#### Text extract

Our Collaborative Interactions

Our lack of clearly defined WAC/WID goals and our inability to effectively communicate how and when writing interventions can be effective hindered this project. No specific goals other than a general desire to improve the students’ “abstracts” were identified or discussed. A desire to avoid conflict meant that differing positions were never overtly discussed, and this may have encouraged a collegial acceptance of stakeholders’ positions instead of a more robust negotiation of how these positions and values would impact our interactions and overall plans. So, the goal of being collaborative partners (Russell) was never established and thus true effective collaboration did not transpire—ironically, because of our embrace of a purely collaborative model. In this sense, our lack of a systematic approach relegated us to a service role that reduced the effectiveness of all stakeholders. By better recognizing and asserting the expertise of each stakeholder, we could have expanded the resources for teachers and students to use writing to learn and learning to write.

Throughout the intervention, the psychology professor seemed to have a view of writing as a pedagogical tool, whereas the CCID program was expecting writing to be more about rhetorical development. These subtle yet important differences in expectations may have contributed to the service-model expectations and the “inoculation” approach the psychology professor took to this intervention. The faculty member was never engaged in direct conversations about the value she placed on writing within psychology or about her potential expectations of first-year writing courses or writing center support. This lack of deliberative dialogue about expectations contributed to the mismatch for the writing intervention and led to missed opportunities to engage in ongoing productive collaborative conversations.

Linguistic divides, evocative of Perelman’s point about the problem of language ambiguities, in this case definitely created barriers to effective collaborative interactions. For instance, the ways in which the psychology professor used the language of “abstract” became a confusing issue for students as well as the CCID faculty member. Understanding the differences between a traditional abstract and the professor’s “abstract” was essential to student success. However, while the writing center staff identified this terministic problem early on, they did not feel it was appropriate to ask the professor to shift her practices and assignment explanation in the middle of the project, even though it would have been to the benefit of the students and their texts. This reluctance was driven in large part by an avoidance of adversarial deliberations.

When it was identified that students were not using the writing center support for revision (as had been proposed as the goal to the writing center) but rather for understanding the assignment (specifically, how to critically read the assigned article), the writing center tried to collegially renegotiate the collaborative relationships of the three main stakeholders and at the same time to shift the writing center role to support student understanding of the assignment and of the concept of an “abstract.” Instead of asserting expertise that would most likely disrupt the collaborative intentions of the project, though, a subservient role of support prevailed. Again, the lack of direct adversarial pushback in negotiations among stakeholders led to an aversion to the discussion of an important linguistic difference, and so significantly affected the success of the intervention as a whole.

########
#### Records

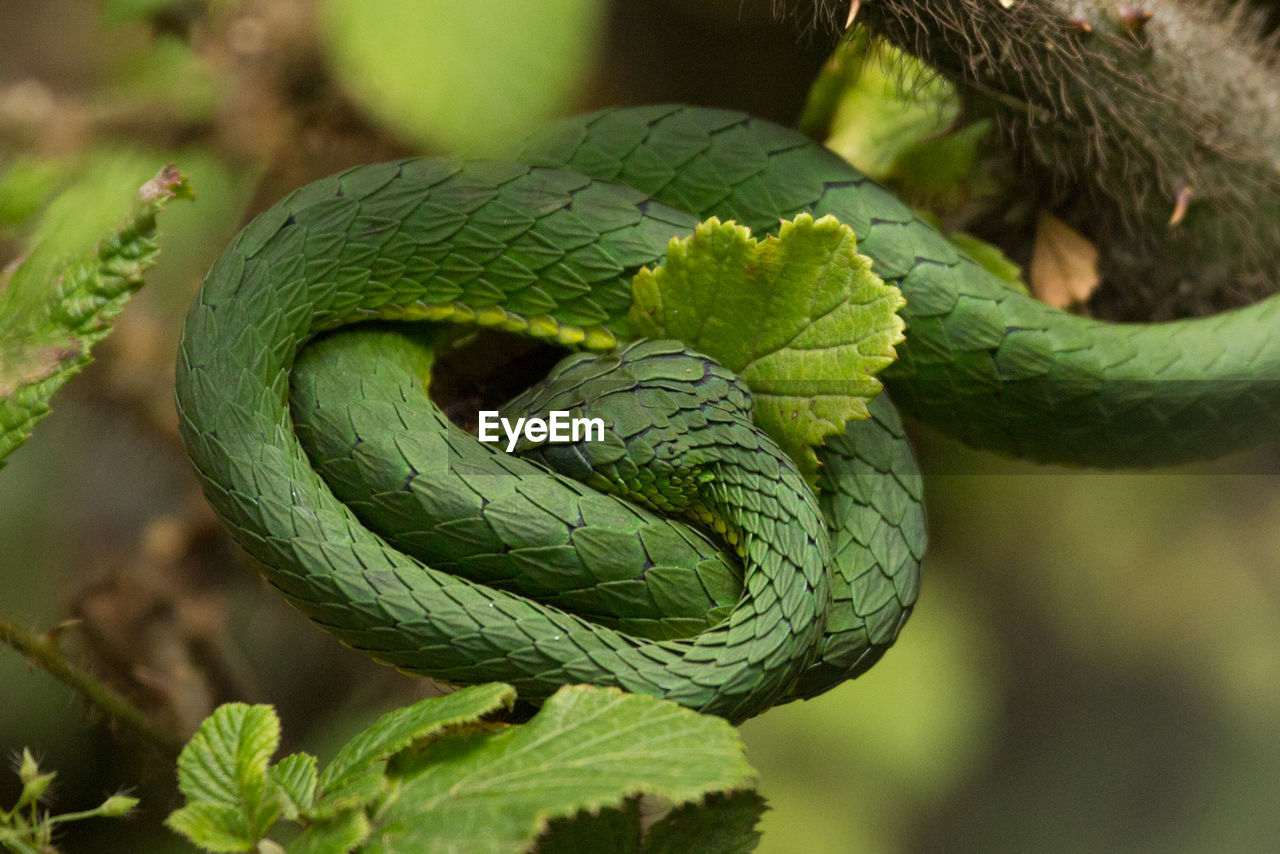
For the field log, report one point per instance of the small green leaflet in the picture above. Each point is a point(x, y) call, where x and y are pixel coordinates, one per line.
point(800, 316)
point(223, 775)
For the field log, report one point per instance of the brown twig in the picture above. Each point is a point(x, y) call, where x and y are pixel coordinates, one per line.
point(42, 651)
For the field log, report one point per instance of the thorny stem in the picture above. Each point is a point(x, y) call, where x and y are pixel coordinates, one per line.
point(44, 652)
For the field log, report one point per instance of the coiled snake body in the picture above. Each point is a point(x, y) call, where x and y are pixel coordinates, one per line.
point(547, 247)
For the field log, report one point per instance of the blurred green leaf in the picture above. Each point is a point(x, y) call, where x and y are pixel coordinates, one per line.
point(991, 259)
point(462, 76)
point(26, 185)
point(80, 273)
point(800, 316)
point(890, 115)
point(723, 823)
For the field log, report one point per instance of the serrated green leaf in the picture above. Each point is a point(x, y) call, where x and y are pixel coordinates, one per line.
point(613, 830)
point(432, 85)
point(397, 730)
point(723, 823)
point(800, 316)
point(213, 827)
point(586, 749)
point(295, 777)
point(81, 272)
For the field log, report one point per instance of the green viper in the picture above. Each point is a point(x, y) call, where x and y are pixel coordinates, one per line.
point(524, 576)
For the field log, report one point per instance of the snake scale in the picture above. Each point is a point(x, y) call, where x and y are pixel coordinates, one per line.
point(534, 579)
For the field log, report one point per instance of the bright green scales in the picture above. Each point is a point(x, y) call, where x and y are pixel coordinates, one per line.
point(551, 252)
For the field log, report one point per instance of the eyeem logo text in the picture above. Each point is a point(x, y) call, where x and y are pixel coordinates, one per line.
point(558, 428)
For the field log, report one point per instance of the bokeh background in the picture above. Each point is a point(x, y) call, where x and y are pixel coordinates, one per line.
point(1095, 662)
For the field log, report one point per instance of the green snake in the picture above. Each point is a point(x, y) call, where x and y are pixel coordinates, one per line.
point(530, 578)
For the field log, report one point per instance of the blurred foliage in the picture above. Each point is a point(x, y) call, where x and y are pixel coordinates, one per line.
point(1095, 662)
point(426, 68)
point(27, 827)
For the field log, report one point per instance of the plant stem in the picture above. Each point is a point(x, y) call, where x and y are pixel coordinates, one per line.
point(44, 652)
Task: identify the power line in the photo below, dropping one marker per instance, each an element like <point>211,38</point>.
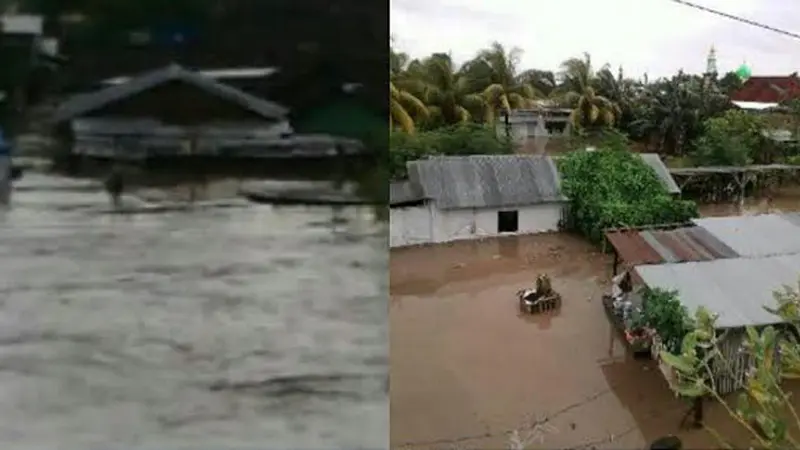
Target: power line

########

Condense the paragraph beginning "Linguistic divides, evocative of Perelman's point" from the text on collaborative interactions into a shorter version that keeps its main facts. You can do without the records here.

# The solution
Language ambiguities, as Perelman warned, created barriers to collaboration. The psychology professor's use of the term "abstract" confused both students and the CCID faculty member, though telling her "abstract" apart from a traditional one was essential to student success. The writing center staff spotted this problem early but, mainly to avoid adversarial deliberations, did not ask the professor to change her practices or assignment explanation mid-project, even though doing so would have helped the students.